• **Task data**
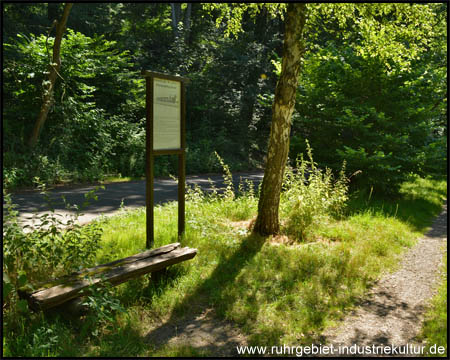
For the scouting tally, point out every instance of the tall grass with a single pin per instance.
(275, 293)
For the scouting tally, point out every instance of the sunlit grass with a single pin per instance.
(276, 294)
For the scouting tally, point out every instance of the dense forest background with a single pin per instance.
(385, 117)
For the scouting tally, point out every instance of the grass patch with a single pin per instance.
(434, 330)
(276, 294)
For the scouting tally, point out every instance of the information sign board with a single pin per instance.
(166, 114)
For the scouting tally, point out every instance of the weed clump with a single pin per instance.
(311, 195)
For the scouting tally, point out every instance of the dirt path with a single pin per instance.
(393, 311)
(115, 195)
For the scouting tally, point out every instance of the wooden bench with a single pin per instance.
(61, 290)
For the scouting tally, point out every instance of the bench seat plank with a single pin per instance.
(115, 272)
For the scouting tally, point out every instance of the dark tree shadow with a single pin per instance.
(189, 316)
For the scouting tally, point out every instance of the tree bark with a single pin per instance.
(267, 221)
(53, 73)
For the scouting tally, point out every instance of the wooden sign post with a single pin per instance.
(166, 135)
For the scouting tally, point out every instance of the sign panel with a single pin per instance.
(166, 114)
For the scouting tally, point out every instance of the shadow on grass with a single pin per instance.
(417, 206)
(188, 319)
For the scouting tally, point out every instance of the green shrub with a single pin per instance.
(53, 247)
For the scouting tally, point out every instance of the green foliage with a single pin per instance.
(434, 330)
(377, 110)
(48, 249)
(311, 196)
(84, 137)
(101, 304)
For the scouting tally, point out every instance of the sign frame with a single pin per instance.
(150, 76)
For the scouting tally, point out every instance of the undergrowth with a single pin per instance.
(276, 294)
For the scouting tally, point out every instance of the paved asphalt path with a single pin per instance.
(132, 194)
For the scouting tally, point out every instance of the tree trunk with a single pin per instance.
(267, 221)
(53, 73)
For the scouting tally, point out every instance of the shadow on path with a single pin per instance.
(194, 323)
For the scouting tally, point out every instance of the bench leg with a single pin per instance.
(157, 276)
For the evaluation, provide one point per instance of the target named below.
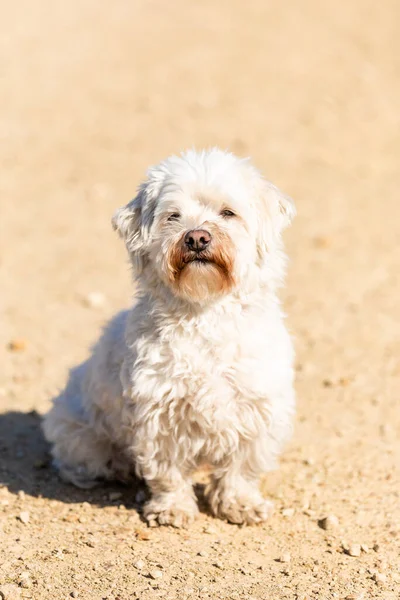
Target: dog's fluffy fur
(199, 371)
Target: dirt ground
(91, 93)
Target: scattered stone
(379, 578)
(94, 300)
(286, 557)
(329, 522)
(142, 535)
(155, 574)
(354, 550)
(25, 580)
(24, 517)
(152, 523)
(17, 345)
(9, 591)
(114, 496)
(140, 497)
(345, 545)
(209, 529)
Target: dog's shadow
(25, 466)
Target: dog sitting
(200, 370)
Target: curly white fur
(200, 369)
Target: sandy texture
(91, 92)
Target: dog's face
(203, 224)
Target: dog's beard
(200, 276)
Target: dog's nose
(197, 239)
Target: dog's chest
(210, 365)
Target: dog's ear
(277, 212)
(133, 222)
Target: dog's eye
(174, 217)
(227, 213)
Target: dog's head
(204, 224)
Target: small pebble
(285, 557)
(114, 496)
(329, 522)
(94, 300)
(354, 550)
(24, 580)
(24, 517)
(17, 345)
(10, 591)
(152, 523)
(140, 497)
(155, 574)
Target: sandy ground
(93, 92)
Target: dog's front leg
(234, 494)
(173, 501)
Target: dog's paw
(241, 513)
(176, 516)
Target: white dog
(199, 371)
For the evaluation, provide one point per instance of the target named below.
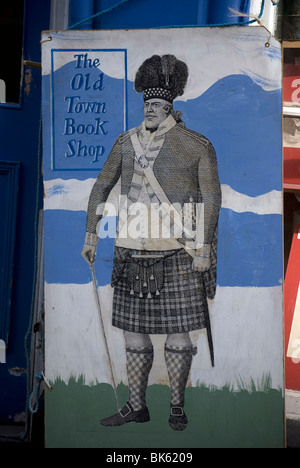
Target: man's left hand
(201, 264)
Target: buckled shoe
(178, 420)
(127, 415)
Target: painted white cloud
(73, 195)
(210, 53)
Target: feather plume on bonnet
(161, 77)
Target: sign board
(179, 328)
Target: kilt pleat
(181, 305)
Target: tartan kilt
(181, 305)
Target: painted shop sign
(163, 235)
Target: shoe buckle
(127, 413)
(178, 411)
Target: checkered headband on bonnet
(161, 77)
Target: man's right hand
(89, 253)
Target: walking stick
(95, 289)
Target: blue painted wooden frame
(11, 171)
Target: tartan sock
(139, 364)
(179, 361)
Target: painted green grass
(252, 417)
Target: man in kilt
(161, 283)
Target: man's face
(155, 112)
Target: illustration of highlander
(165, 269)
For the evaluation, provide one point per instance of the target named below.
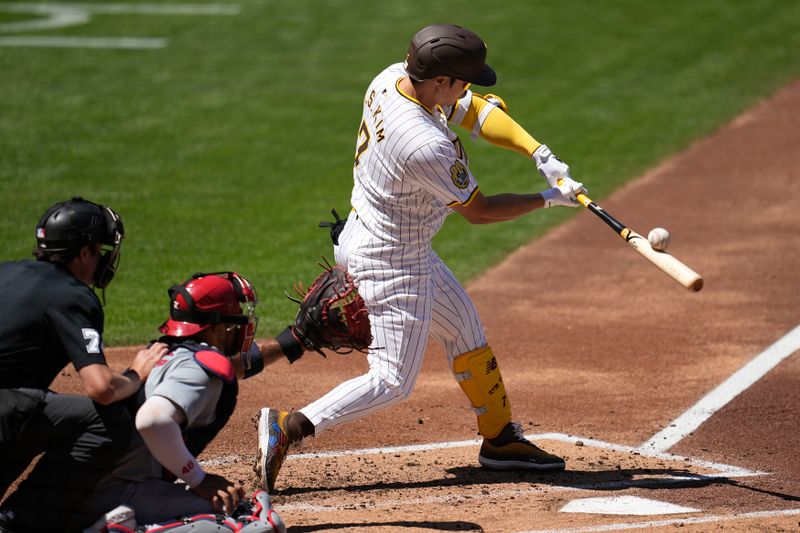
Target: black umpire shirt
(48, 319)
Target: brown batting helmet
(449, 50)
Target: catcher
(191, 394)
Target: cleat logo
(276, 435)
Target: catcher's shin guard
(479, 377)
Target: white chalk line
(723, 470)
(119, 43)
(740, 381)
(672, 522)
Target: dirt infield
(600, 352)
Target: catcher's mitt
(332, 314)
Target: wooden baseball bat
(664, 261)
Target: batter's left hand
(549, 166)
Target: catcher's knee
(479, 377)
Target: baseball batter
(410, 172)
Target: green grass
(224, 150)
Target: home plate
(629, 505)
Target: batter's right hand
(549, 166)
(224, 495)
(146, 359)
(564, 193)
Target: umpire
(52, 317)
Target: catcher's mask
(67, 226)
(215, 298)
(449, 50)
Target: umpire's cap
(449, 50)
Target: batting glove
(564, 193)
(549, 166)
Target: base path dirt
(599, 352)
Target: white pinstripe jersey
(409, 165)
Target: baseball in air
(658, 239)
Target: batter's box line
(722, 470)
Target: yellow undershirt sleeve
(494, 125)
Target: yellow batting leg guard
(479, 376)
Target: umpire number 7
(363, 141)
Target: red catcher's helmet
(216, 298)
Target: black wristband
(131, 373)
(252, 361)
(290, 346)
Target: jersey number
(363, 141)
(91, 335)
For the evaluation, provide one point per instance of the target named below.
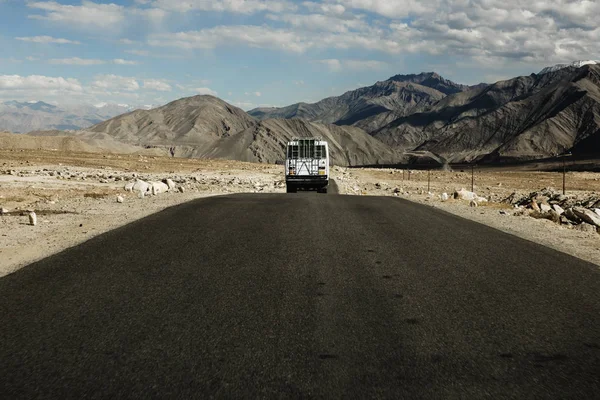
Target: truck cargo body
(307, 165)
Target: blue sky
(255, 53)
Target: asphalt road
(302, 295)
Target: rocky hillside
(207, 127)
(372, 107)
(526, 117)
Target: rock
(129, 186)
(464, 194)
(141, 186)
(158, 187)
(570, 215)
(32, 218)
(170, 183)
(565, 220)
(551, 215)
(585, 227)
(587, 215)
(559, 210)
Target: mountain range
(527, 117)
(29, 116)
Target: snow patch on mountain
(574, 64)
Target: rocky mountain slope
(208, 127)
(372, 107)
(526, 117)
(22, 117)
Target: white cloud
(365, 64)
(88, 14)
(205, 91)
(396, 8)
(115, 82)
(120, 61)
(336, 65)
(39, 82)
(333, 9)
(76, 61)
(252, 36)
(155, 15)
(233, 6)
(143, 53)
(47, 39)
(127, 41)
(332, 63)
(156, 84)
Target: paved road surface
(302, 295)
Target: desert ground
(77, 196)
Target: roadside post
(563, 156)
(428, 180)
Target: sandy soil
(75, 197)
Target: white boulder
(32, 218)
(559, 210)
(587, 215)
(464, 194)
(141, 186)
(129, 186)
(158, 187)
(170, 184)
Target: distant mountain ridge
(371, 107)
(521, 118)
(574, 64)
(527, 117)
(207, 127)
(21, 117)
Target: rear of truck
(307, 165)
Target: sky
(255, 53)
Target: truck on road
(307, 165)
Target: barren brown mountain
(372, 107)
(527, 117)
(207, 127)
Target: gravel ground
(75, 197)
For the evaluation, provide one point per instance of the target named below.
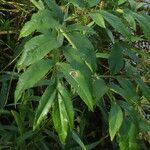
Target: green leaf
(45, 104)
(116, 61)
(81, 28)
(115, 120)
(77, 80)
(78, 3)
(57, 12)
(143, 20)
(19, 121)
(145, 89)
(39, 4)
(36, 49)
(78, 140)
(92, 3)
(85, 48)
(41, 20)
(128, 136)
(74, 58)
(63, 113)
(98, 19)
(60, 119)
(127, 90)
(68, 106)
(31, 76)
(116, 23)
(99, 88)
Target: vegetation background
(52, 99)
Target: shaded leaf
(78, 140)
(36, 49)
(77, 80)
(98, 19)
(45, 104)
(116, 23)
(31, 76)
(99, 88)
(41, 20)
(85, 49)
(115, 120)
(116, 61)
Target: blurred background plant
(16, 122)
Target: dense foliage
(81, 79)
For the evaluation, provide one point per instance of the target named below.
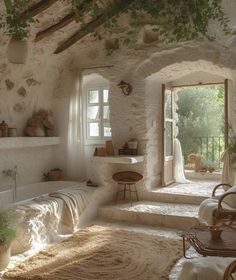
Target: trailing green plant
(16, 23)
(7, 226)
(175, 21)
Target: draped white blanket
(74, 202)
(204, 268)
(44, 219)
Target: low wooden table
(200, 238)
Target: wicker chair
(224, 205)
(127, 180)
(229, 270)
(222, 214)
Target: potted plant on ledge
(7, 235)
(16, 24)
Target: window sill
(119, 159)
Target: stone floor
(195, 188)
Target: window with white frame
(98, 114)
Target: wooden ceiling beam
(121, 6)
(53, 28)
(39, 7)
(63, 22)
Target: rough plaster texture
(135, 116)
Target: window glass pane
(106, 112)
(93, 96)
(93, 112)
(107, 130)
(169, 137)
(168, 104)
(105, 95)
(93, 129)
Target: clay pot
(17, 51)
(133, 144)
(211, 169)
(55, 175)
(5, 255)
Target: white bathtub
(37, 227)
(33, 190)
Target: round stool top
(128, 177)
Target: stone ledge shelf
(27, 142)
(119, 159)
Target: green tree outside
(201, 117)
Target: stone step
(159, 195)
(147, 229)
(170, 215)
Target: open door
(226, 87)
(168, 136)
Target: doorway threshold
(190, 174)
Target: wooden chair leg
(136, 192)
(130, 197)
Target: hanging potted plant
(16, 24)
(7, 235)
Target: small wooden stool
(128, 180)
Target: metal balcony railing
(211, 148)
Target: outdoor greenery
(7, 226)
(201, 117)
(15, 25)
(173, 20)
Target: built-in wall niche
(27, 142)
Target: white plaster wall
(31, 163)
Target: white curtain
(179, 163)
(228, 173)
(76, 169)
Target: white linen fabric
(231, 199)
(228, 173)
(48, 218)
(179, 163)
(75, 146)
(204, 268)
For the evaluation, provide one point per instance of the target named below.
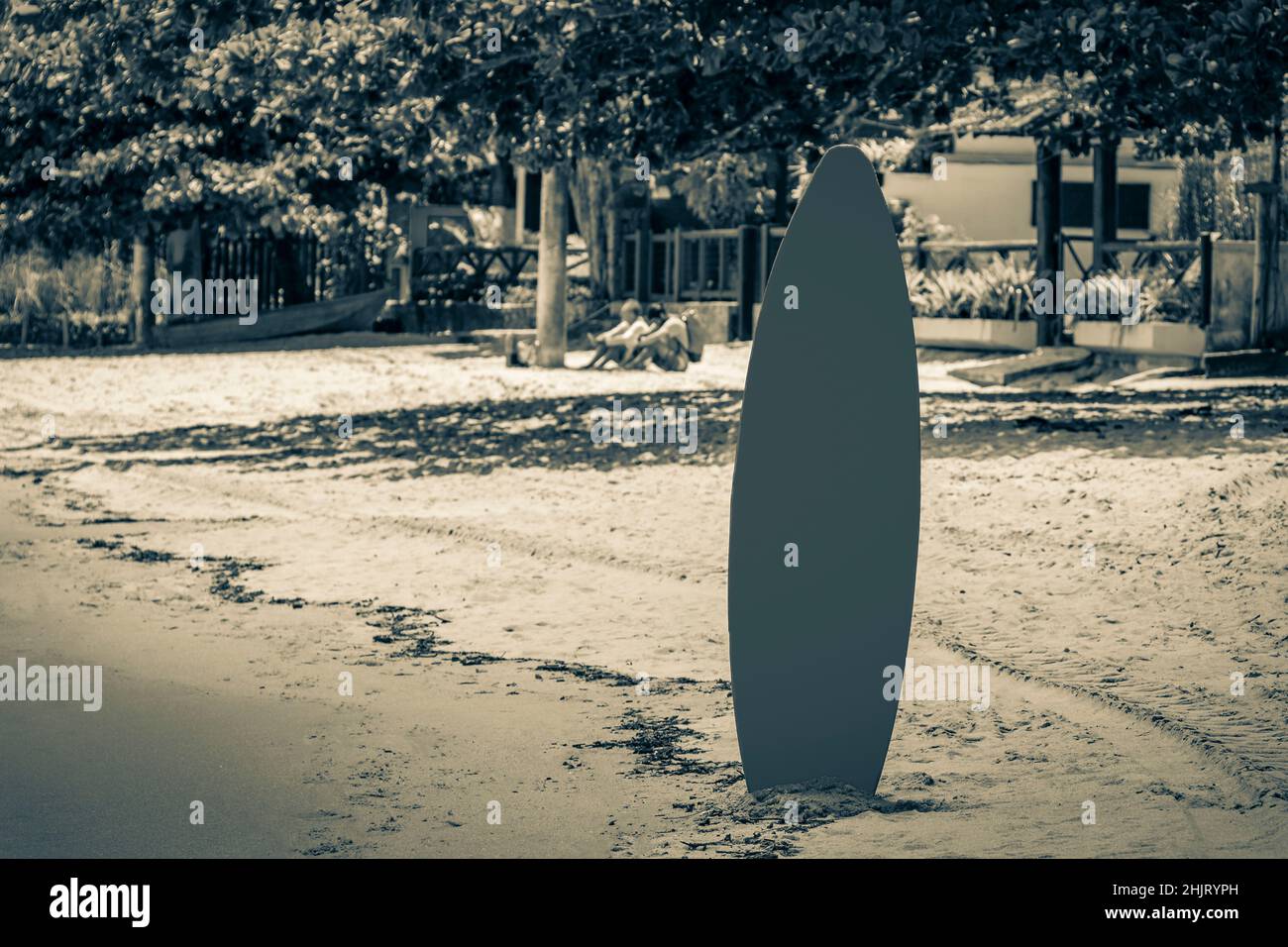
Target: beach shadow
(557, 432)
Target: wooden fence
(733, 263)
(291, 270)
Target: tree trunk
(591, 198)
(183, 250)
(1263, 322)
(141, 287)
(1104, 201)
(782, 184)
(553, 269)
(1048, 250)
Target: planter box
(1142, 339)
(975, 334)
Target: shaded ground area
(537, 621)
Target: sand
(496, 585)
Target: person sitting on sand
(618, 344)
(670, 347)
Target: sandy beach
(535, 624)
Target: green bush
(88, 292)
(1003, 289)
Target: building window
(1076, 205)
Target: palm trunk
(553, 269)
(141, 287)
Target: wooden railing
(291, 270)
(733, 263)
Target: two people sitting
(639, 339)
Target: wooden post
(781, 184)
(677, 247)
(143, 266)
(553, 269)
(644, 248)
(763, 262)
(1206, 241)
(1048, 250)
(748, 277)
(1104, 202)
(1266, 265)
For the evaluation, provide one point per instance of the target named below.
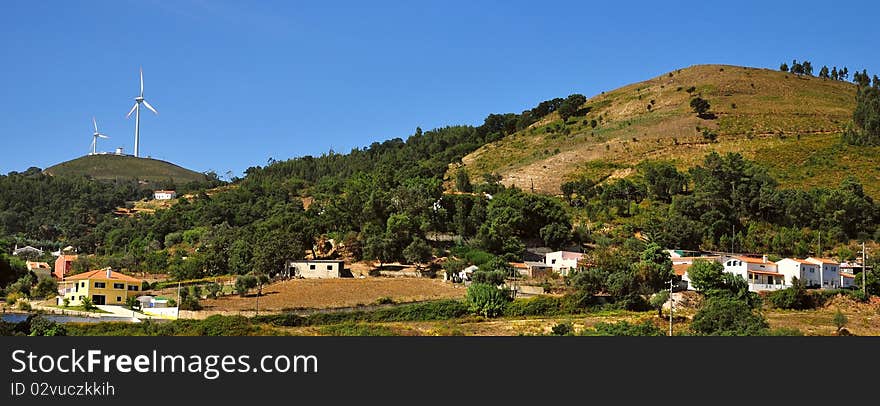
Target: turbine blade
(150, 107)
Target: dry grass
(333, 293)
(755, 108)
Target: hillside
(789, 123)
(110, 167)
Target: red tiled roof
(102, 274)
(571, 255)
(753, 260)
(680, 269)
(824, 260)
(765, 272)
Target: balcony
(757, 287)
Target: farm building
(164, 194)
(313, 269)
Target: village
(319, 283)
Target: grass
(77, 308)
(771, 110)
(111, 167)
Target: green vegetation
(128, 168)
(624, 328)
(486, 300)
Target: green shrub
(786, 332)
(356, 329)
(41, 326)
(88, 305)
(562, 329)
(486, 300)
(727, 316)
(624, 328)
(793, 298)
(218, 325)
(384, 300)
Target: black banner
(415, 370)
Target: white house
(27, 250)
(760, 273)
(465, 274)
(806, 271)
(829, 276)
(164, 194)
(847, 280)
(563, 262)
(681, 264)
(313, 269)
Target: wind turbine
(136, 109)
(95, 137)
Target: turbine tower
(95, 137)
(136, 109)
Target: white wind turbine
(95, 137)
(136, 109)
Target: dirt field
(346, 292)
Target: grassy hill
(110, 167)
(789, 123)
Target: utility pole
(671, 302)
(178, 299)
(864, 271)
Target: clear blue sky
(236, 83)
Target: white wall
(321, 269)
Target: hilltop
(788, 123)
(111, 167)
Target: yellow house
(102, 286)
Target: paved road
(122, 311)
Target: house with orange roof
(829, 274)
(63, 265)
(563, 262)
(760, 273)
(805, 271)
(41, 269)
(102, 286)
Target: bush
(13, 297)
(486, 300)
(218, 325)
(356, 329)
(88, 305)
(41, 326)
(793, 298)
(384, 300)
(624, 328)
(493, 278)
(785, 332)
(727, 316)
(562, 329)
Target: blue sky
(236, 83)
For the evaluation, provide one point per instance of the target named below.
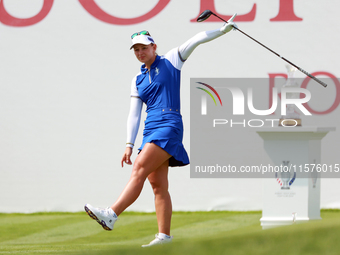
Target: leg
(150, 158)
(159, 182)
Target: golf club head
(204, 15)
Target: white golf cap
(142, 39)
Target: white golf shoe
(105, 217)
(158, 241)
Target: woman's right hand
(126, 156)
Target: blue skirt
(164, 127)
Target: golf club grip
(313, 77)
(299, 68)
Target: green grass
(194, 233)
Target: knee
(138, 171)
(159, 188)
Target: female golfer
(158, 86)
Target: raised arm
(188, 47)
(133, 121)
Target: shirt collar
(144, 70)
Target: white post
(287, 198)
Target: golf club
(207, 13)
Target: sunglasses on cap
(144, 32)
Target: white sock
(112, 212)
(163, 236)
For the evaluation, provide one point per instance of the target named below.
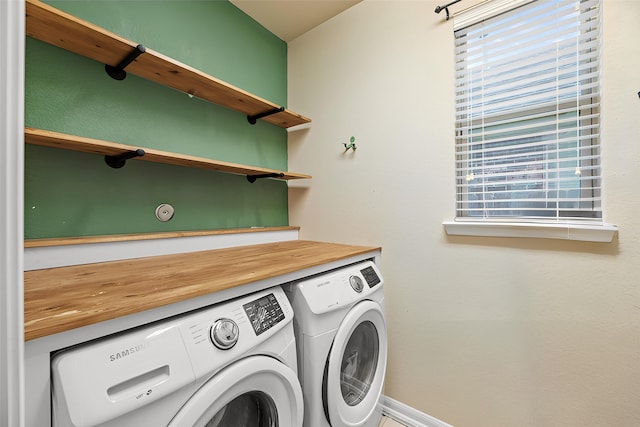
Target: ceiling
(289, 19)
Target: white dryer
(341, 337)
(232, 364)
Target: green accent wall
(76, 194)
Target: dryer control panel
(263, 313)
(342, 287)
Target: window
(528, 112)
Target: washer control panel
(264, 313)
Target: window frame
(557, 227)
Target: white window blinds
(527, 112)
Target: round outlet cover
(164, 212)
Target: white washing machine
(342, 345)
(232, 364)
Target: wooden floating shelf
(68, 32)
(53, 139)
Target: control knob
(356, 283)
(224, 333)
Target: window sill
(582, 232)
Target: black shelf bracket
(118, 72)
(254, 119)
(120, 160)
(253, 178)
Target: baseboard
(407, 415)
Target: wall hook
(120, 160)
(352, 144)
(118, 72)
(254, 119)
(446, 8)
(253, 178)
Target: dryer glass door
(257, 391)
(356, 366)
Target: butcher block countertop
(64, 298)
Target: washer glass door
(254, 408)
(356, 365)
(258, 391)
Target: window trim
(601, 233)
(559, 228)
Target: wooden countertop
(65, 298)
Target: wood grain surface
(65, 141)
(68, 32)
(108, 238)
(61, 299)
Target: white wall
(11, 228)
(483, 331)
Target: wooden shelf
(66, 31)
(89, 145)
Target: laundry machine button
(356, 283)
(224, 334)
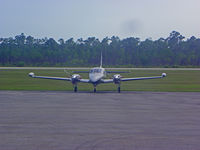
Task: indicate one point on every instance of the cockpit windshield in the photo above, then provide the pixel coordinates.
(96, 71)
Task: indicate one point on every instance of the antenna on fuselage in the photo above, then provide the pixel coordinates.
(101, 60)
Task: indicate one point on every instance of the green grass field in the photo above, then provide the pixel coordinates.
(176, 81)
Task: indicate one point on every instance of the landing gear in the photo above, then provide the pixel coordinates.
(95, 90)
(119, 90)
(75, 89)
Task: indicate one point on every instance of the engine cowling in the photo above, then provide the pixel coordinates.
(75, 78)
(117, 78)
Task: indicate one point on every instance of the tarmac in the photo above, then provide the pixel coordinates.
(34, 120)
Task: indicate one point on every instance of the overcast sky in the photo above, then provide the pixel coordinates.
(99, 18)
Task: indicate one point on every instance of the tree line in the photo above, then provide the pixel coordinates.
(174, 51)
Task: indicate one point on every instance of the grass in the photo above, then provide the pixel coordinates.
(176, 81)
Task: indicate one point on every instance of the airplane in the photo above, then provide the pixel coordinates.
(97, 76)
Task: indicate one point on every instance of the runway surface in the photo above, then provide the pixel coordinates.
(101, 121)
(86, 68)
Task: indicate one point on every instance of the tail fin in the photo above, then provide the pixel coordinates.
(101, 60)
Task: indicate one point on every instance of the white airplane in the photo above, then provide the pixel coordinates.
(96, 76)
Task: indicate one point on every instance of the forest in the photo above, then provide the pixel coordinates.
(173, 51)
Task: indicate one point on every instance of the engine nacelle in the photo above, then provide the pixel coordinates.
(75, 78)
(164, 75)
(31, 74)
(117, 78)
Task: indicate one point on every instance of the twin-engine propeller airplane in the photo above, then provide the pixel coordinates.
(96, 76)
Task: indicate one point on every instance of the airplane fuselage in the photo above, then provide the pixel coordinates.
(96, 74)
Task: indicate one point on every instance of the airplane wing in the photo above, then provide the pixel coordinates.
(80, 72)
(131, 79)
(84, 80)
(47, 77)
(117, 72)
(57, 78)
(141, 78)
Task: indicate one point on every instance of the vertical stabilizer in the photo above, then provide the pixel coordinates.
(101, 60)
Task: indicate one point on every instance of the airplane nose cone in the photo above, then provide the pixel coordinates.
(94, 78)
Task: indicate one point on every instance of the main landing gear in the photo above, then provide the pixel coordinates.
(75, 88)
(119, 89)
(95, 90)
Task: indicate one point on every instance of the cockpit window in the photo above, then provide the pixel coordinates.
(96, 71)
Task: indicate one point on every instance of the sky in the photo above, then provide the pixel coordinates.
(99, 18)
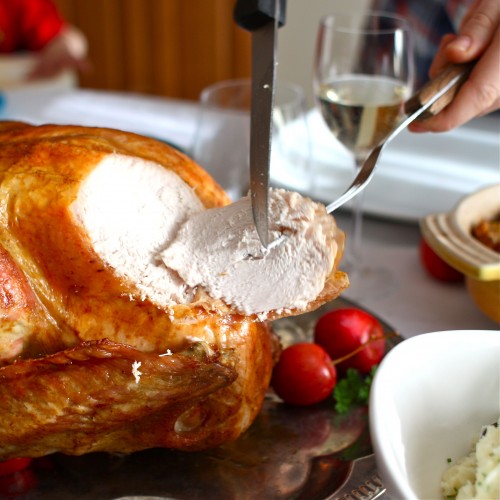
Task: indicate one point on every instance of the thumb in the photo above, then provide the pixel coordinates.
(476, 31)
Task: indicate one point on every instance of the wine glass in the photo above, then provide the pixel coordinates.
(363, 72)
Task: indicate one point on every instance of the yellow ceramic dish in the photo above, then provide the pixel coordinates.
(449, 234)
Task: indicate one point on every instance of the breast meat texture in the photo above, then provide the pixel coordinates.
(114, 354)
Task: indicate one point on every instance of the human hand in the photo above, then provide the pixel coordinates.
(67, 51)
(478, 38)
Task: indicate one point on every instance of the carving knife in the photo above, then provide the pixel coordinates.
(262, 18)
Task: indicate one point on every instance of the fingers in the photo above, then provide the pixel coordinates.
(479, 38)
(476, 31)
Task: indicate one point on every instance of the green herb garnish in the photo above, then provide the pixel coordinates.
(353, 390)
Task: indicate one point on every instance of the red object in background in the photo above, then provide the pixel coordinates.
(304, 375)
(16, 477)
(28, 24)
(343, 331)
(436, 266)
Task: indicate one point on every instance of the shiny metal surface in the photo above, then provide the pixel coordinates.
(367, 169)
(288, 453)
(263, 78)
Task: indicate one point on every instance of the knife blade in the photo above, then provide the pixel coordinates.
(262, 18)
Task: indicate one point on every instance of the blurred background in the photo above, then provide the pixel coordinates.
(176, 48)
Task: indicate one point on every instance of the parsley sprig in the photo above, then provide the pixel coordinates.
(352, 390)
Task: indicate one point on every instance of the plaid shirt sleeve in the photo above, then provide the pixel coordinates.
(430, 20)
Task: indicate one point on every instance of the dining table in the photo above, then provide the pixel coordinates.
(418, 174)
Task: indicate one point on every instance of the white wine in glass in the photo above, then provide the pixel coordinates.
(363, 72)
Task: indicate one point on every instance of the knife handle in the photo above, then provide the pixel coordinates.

• **Exercise prompt**
Pull out every line from the one with "Task: indicate one point on every instance of the carving" to the end of the listing, and output only those.

• **In response**
Task: indicate one point on every instance of the carving knife in the photo above, then provide the pixel coordinates.
(262, 18)
Task: indicate one point on every instance of the fingers in the photo above, then provide the pixel coordinates.
(479, 38)
(476, 31)
Task: indicate one point on every instance of the green herb garnish in the photo above, then provide the pixel coordinates.
(353, 390)
Task: indicate one point on every instance of the red object in background in the photo above, then provide the pixel coordinates.
(304, 375)
(16, 477)
(28, 24)
(343, 331)
(436, 266)
Task: indicate one point on every instance of the shiny metal surface in the photo above, then provide the pixel coordinates.
(367, 169)
(288, 453)
(263, 78)
Task: indicate one point on every instance of the knife blade in the photo above, then provide the pixel coordinates.
(262, 18)
Task: indicate one point on every instance of the blurred background in the photo above, then provide the pixel coordinates.
(176, 48)
Task: indicate one point on every instance of the parsley sprig in the photo above, then provide the pixel coordinates.
(352, 390)
Task: indicate one point on every instance of the plaid shirt sleeve in the photo above, then provide the pixel coordinates.
(430, 20)
Task: indicate one point on every instance of the dining table in the photo above, then provide the pixel coordinates.
(418, 174)
Task: indicate one point on every instance of the white wine in glass in the photo above, then provide the pixel coordinates.
(363, 72)
Task: indicate one point on every instance of the knife handle in the photo above, then provide the pixel coordinates.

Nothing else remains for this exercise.